Start of READING PASSAGE
Traditional land subsidence monitoring techniques, e.g., leveling, Global Navigation Satellite System (GNSS) and layerwise mark measurements, have some limitations with regard to obtaining large-scale monitoring information with high-temporal resolution [9,10]. Interferometric Synthetic Aperture Radar (InSAR) techniques offer advantages such as wide spatial coverage, high monitoring accuracy, and low cost. The emergence of InSAR, to some extent, overcomes the limitations of traditional methods in surface deformation monitoring. At present, InSAR technology is a geodetic method that is commonly used to study surface deformation, especially Persistent Scatterer InSAR (PS-InSAR), Small Baseline Subset InSAR (SBAS-InSAR), and Interferometric Point Target Analysis (IPTA), which were developed on this technology [11,12]. These techniques, to some extent, solve the limitations of conventional Differential Interferometric Synthetic Aperture Radar (D-InSAR) when it comes to removing atmospheric errors, spatial and temporal decorrelation, orbital errors, and topographic errors [6]. The PS-InSAR technology can identify the points with stable scattering characteristics (PS points) in the time series. The land subsidence can be determined by processing the PS points; the monitoring accuracy can reach millimeter scale [13]. Wang et al. [14] used TerraSAR-X and Sentinel-1 data to reveal the spatial and temporal evolution characteristics of land subsidence along the Beijing–Tianjin intercity railway. Kapil Malik et al. [15] used the Cosmo-skymed dataset, Sentinel-1A-B dataset, and ALOS PALSAR data to obtain the land subsidence of the New Delhi region from 2007 to 2018, and compared it with groundwater level data for the same period. Lu et al. [16] used the PS-InSAR technique to evaluate the land subsidence along the Beijing–Tianjin intercity railway and further analyzed the differential evolution characteristics along the same line. Ye et al. [17] determined the land subsidence along the subway in Zhengzhou by using the PS-InSAR technique, and on this basis, they used the LSTM model to forecast the land subsidence of typical subway stations.
Land subsidence forecasting studies can be divided into deterministic and stochastic prediction models. The deterministic models estimate land subsidence by simulating the physical process of land subsidence [18,19,20]. The limitation of deterministic prediction models is that they require a large number of regional hydrogeology parameters. The stochastic models consider the diversity and uncertainty of the influencing factors of land subsidence. They usually adopt mathematical statistical models to establish the correlation between the change in a single influencing factor and the amount of land subsidence by analyzing and simulating the internal relationship and development characteristics of a large amount of historical monitoring data to forecast land subsidence [21,22,23,24]. The stochastic models are less reliant on physical parameters, but they are computationally inefficient. With the rapid development of big data and artificial intelligence, intelligent forecasting algorithms have been frequently used in land subsidence forecasting studies as they require fewer physical parameters and have greater computational efficiency [25,26,27,28].
End of READING PASSAGE
Start of ENTRIES SUPPLIED
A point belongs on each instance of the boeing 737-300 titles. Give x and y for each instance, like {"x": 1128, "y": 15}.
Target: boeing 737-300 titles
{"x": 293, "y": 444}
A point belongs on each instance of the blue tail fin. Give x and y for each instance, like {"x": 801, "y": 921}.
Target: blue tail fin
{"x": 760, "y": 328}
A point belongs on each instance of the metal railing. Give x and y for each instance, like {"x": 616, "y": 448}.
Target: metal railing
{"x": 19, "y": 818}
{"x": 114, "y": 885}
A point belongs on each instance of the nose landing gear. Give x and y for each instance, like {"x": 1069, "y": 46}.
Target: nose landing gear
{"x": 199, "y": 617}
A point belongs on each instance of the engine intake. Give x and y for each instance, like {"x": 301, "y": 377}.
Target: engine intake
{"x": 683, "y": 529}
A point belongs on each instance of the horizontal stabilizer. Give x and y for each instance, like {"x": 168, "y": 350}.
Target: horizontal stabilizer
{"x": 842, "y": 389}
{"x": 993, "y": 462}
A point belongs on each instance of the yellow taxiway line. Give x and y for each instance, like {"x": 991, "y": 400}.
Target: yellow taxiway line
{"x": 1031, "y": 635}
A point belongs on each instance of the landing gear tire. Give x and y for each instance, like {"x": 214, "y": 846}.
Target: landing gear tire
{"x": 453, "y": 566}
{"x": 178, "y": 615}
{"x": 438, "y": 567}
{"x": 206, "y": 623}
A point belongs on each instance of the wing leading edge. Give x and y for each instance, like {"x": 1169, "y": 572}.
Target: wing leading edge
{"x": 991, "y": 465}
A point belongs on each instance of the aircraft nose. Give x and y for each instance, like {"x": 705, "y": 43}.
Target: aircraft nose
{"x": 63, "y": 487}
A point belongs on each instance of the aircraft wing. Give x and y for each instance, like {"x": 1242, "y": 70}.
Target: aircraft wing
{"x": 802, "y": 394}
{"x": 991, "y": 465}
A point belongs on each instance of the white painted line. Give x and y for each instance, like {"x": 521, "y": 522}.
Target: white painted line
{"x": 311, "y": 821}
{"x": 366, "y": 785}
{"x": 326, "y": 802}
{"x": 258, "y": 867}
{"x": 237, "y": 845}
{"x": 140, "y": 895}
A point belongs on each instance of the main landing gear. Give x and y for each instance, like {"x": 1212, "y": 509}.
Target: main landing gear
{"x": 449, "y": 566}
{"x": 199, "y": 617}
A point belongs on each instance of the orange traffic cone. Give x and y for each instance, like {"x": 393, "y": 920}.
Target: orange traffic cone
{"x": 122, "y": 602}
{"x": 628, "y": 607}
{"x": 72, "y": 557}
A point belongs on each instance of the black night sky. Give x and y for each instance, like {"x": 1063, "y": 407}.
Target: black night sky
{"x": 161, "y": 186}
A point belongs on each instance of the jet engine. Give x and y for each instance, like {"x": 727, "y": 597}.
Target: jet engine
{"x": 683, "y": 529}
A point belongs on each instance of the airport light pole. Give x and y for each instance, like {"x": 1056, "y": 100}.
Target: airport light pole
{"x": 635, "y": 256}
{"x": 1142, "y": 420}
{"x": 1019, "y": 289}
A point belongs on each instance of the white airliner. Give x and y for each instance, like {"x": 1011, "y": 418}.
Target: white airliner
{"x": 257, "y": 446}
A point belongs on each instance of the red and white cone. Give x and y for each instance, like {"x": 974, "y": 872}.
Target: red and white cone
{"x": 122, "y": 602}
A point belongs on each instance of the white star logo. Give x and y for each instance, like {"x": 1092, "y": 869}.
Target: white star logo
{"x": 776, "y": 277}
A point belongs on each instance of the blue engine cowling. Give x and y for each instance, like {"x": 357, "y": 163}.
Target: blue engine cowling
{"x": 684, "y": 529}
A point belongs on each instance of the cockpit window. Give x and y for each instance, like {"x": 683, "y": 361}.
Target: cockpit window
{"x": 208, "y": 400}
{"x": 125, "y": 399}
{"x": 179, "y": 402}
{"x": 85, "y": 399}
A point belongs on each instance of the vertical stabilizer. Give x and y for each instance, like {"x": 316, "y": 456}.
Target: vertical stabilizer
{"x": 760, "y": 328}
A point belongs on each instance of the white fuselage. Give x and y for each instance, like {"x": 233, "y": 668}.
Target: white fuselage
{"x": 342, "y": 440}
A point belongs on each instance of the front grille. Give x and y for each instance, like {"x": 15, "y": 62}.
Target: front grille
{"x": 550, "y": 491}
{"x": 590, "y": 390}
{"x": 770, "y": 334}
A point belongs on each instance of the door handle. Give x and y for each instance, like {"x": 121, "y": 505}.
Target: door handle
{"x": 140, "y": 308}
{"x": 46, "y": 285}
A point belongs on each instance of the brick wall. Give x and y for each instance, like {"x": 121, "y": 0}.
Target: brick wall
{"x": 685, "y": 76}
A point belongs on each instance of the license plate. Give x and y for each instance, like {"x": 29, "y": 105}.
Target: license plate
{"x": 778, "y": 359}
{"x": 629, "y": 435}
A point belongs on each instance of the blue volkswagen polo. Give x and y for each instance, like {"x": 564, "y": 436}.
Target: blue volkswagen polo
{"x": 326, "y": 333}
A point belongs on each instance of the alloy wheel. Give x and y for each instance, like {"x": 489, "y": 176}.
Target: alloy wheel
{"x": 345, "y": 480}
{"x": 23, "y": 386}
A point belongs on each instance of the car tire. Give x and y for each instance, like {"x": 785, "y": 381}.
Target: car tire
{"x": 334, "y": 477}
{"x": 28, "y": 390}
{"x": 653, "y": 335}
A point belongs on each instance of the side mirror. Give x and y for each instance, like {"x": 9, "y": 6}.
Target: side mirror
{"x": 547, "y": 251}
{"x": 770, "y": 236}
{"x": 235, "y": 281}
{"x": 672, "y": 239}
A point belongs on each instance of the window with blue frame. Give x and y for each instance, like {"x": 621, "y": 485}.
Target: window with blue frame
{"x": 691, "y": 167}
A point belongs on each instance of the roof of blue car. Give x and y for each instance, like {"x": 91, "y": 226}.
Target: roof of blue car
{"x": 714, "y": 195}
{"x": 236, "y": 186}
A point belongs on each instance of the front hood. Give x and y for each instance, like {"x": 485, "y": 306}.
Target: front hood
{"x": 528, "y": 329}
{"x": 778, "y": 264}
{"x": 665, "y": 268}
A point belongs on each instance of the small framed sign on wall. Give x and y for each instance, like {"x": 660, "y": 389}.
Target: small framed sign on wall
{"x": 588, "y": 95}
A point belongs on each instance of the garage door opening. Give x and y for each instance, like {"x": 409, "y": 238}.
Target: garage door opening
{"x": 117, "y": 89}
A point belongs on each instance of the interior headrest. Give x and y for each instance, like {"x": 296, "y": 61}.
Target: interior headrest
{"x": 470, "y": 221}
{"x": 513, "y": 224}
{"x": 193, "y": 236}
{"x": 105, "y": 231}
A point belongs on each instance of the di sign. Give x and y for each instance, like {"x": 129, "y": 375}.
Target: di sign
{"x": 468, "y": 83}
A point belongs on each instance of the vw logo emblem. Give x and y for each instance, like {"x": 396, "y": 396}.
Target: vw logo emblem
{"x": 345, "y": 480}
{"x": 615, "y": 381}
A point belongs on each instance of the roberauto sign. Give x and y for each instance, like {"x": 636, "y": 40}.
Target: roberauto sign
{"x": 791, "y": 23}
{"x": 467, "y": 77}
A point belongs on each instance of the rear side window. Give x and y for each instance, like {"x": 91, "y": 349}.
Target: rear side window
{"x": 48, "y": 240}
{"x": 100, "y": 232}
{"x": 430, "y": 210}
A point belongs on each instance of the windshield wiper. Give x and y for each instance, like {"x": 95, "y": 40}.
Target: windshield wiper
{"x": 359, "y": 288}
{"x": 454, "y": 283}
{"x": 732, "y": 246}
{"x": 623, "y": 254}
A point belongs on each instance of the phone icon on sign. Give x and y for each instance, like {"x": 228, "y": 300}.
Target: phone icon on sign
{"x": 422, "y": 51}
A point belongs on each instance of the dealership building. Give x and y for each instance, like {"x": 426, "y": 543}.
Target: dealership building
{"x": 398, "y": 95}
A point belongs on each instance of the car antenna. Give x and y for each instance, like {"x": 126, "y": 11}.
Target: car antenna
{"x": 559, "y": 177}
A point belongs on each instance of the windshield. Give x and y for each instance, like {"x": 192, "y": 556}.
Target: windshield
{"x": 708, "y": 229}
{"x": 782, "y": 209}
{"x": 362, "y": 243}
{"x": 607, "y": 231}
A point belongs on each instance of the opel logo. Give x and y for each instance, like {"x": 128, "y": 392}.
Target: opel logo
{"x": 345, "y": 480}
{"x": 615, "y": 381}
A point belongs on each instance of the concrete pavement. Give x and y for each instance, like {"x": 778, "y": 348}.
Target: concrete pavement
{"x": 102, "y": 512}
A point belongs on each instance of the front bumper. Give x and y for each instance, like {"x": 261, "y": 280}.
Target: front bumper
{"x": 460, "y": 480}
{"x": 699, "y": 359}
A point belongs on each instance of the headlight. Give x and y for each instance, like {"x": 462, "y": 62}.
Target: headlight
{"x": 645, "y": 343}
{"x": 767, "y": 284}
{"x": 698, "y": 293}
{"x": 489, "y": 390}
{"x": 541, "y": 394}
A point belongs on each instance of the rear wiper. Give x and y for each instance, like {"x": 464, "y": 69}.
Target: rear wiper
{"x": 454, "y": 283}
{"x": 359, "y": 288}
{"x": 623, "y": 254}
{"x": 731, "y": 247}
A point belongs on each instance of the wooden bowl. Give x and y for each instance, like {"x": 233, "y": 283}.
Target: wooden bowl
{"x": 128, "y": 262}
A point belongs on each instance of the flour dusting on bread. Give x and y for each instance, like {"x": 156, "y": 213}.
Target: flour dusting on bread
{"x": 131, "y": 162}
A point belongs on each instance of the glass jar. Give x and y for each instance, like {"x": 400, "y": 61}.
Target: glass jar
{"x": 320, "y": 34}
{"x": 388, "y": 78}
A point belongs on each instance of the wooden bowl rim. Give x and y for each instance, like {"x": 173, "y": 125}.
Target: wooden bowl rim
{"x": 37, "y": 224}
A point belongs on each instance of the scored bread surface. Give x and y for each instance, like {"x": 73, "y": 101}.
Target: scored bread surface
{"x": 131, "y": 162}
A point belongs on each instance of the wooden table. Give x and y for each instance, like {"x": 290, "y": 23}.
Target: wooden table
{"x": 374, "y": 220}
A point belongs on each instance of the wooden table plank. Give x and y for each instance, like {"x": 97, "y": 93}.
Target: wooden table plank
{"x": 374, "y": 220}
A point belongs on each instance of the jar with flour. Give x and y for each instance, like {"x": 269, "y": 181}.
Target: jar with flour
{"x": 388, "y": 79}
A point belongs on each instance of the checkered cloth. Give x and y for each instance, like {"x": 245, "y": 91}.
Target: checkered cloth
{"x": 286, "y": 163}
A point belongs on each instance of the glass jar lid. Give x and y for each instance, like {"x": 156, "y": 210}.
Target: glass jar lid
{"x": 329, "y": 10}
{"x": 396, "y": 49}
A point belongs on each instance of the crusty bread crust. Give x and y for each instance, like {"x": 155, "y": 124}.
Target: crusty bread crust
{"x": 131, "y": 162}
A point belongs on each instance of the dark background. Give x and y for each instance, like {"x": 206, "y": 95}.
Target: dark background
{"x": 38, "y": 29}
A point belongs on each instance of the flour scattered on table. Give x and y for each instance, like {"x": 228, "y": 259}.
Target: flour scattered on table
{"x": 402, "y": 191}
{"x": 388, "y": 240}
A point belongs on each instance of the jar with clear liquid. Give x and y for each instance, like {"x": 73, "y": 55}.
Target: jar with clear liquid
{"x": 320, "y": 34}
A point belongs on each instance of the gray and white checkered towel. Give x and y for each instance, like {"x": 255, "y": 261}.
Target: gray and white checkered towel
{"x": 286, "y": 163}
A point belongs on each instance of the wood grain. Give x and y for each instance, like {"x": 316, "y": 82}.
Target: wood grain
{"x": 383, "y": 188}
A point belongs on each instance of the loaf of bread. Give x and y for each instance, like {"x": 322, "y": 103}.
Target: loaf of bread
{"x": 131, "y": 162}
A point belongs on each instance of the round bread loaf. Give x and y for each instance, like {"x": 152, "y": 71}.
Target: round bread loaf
End of ENTRIES SUPPLIED
== WHAT TO WORK ON ==
Continue the land subsidence passage, starting after its last sentence.

== RESULT ==
Considering the nonlinear evolution characteristics of land subsidence along high-speed railways, we proposed a prediction method that combines the Empirical Mode Decomposition (EMD) and Gradient Boosting Decision Tree (GBDT) models. First, we used the EMD method to decompose the land subsidence into multiple stable time series. Then, we used the GBDT model to forecast land subsidence with this stable time series data. The paper is organized as follows: Section 2 describes the study area and the datasets. Section 3 shows the principles of the methods cited in the study. Section 4 and Section 5 presents the results and discussion, respectively. The conclusions are summarized in Section 6.

2. Study Area and Data

2.1. Study Area

The BTH plain in the northern part of the North China Plain covers a total area of 218,000 km2 and has a population of over 100 million. It mainly includes Beijing, Tianjin, and some cities in Hebei Province (Figure 1). According to the different hydrogeological conditions, there are three hydrogeological units in the BTH plain: the piedmont alluvial proluvial inclined plain, the central alluvial lacustrine plain, and the eastern alluvial marine plain. The BTH Plain has a serious shortage of water resources; thus, the urban water supply is highly reliant on groundwater. Chronic groundwater overexploitation has led to the formation of multiple groundwater funnels and land subsidence areas in this region.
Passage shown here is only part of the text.